MCU Peripheral Forwarding

PC applications that interact with MCUs are used by developers for a number of reasons, such as data visualization, monitoring during testing campaigns, and command and control via a GUI. In this article, we’ll explore mapping an MCU’s peripherals to your personal computer to simplify development of PC applications built for embedded systems.

Embedded systems development often involves utilizing various microcontroller peripherals such as CAN buses, I2C buses, DACs, ADCs, and more. However, when integrating these functionalities into PC applications, developers are typically required to develop firmware and communication protocols, which can add complexity to the overall software stack. They can avoid this additional work if the chip peripheral registers are directly mapped into the address space of our PC programs. We’ll explore two options for instrumenting your PC application to perform this mapping.

Option 1: Dynamic Binary Instrumentation

Consider a scenario where we attempt to execute firmware code designed for the STM32F103 microcontroller directly on a PC. Take, for instance, the following simple program snippet:

#include <stdio.h>

// ==========================================
// from stm32f10x.h header file
typedef struct
  int CRL;
  int CRH;
  int IDR;
  int ODR;
  int BSRR;
  int BRR;
  int LCKR;
} GPIO_TypeDef;

//peripheral GPIO address
#define GPIOC ((GPIO_TypeDef*)0x40011000)

### Data provided
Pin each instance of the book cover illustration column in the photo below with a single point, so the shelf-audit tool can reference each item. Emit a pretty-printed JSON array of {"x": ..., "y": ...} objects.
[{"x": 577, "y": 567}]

...

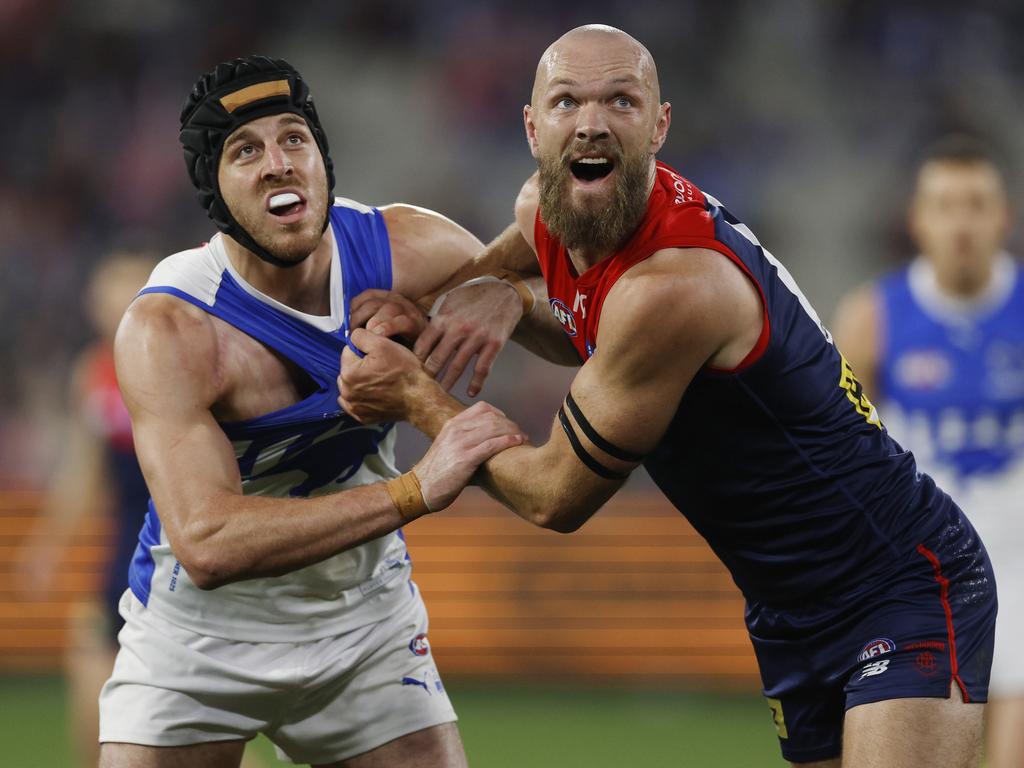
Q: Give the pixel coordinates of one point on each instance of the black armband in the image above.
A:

### What you are asked to do
Reproduce the passage of the article on MCU peripheral forwarding that begins at the words "Embedded systems development" and stops after the words "perform this mapping.". The data above comes from a separate source, unrelated to the article on MCU peripheral forwarding.

### Written answer
Embedded systems development often involves utilizing various microcontroller peripherals such as CAN buses, I2C buses, DACs, ADCs, and more. However, when integrating these functionalities into PC applications, developers are typically required to develop firmware and communication protocols, which can add complexity to the overall software stack. They can avoid this additional work if the chip peripheral registers are directly mapped into the address space of our PC programs. We’ll explore two options for instrumenting your PC application to perform this mapping.